*** Recorded data ***
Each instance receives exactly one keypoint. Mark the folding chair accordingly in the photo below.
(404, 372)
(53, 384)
***
*** Recorded data ***
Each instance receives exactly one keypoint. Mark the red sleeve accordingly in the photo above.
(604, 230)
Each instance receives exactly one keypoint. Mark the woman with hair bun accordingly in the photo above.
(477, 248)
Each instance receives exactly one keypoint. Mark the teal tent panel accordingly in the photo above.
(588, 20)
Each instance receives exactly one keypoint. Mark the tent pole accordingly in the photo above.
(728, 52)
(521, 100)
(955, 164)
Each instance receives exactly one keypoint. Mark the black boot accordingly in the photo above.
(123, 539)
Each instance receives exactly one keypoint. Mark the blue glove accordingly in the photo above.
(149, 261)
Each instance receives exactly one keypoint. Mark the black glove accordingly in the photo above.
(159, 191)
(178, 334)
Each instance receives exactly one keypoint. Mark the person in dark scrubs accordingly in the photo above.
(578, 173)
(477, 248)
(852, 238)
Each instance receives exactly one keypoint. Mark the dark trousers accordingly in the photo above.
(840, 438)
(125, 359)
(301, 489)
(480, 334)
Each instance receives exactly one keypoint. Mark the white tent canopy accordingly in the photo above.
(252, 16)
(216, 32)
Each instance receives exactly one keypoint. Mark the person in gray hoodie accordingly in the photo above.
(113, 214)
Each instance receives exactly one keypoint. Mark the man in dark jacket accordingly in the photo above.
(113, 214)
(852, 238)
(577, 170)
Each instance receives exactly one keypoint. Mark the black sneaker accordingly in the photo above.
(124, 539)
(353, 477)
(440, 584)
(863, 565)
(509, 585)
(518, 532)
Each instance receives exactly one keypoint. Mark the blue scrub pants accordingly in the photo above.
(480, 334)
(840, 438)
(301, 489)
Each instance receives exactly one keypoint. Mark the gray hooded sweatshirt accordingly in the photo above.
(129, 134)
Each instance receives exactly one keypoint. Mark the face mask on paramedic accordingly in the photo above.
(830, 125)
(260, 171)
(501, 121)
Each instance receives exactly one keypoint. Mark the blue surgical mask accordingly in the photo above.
***
Locate every line above that contains the word "dark" and copy each one out in full.

Exercise solution:
Each instance receives exactly one keypoint. Mark the person in dark scrubs accordingly in the photo above.
Each instance receives exactly one keypoint. Mark the dark trousers accordingly in the photo above.
Each instance receives exactly one keypoint. Mark the man in dark jacket accordingly in the photo above.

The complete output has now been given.